### EXERCISE BRIEF
In the article on James Edwards and Christology, at which college is Edwards a professor of religion and philosophy?

### PASSAGE FOR REVIEW
——————

Edwards proclaims the ‘Cruciality of Christology’
By Parker T. Williamson, The Layman Online, May 18, 2001
DUBUQUE, IA – Jesus Christ has become the chief stumbling block in post-modern religious discussions, a conference of church leaders at the University of Dubuque Theological Seminary was told last night.
“We have been witnessing an explosion of experimental theologies that are committed to freedom, personal fulfillment and self affirmation,” said James Edwards, professor of religion and philosopy at Whitworth College in Spokane, Wash. He also observed, however, that “we are seeing a powerful resurgence of those who are committed to Scripture and the great Reformed Confessions.”
There can be no negotiation between these positions, Edwards said, because their starting points are incompatible.
A seismic shift
Edwards identified postmodern theology as constituting a seismic shift from “Christocentric” theology to “theocentric” theology. When the Jesus Christ whom we know in Scripture is removed from the center of one’s theology, he said, the result is a radically different religion, the re-emergence of an ancient heresy called Marcionism.
Today’s in-vogue theocentric theology shifts the focus from transcendence to immanence, from transformation to affirmation, from conversion to one’s insistence on “being who I am.” Having removed Christ the Redeemer from center stage, he said, theocentrists find their god in nature and in a self who neither desires nor is capable of change.
‘Natural religion’
Edwards traced modern liberalism’s drift into theocentrism from its roots in the “natural religion of the Enlightenment.” Today’s clearest expression of this point of view, he said, can be found in the ideologies of gay, lesbian, transgendered and radically feminist activists, whose message is that of immanence.
“Theirs is the affirmation of the natural self,” he said. “They say, ‘We know of no time when we were not the way we are now, so this is our natural state.’ They say God made them this way and, therefore, they cannot be different.”

——————

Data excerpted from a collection
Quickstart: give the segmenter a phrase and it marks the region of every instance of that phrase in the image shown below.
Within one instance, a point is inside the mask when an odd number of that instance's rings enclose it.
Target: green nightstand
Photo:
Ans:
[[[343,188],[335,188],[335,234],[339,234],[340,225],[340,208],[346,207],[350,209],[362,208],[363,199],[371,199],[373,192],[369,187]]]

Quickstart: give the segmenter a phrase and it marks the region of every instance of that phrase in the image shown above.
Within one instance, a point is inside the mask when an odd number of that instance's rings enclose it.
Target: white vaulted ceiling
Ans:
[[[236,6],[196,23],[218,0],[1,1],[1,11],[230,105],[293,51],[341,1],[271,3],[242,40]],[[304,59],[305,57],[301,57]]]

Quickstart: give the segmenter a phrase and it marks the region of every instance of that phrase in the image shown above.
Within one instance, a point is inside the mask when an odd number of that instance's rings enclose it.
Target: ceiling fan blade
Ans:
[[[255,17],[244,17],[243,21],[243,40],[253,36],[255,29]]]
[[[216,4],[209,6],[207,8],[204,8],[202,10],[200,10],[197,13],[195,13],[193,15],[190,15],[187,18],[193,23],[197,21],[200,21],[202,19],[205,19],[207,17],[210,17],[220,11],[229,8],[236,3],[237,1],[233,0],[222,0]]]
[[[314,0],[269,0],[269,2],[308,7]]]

——————

### RESULT OF THE TASK
Whitworth College in Spokane, Wash.